WORK TO COMPLETE. Edit the entries starting at the line that contains "Attention annotators: the target object for this HIT is plaid" and ending with the last of the entries, changing "brown leather boot" to "black leather boot". Write out those lines again with nothing else altered.

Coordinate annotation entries
..........

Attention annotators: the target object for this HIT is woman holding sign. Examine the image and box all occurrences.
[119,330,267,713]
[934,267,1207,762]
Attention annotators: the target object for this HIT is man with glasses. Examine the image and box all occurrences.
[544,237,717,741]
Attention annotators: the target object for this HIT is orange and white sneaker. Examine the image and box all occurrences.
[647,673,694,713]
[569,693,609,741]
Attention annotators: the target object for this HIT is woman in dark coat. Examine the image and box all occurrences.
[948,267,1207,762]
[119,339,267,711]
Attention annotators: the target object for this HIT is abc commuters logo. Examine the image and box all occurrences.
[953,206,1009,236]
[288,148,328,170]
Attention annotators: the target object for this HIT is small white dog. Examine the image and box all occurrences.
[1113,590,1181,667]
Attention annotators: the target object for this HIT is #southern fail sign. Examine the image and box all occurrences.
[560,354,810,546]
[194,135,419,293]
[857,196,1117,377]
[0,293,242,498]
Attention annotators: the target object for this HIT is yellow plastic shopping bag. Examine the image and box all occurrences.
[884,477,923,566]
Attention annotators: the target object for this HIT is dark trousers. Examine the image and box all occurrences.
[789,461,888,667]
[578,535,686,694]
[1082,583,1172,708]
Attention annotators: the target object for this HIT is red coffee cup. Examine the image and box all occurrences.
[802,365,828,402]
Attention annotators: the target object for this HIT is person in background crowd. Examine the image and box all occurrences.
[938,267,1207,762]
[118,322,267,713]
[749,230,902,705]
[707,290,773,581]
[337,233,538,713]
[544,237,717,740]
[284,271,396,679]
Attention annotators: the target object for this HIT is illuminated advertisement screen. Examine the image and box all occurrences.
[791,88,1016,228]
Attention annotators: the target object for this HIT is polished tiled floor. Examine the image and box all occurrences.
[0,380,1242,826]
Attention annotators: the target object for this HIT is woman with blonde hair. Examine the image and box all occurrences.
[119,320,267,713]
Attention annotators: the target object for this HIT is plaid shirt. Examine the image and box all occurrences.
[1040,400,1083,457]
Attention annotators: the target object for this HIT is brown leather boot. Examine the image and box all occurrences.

..........

EXERCISE RESPONSE.
Attention annotators: the target object for this HIT is plaid shirt. Examine the image and box all occurrences.
[1040,400,1083,457]
Attention annotators: the target object for this HIT is black leather boot. Examine the image and box all occurrences.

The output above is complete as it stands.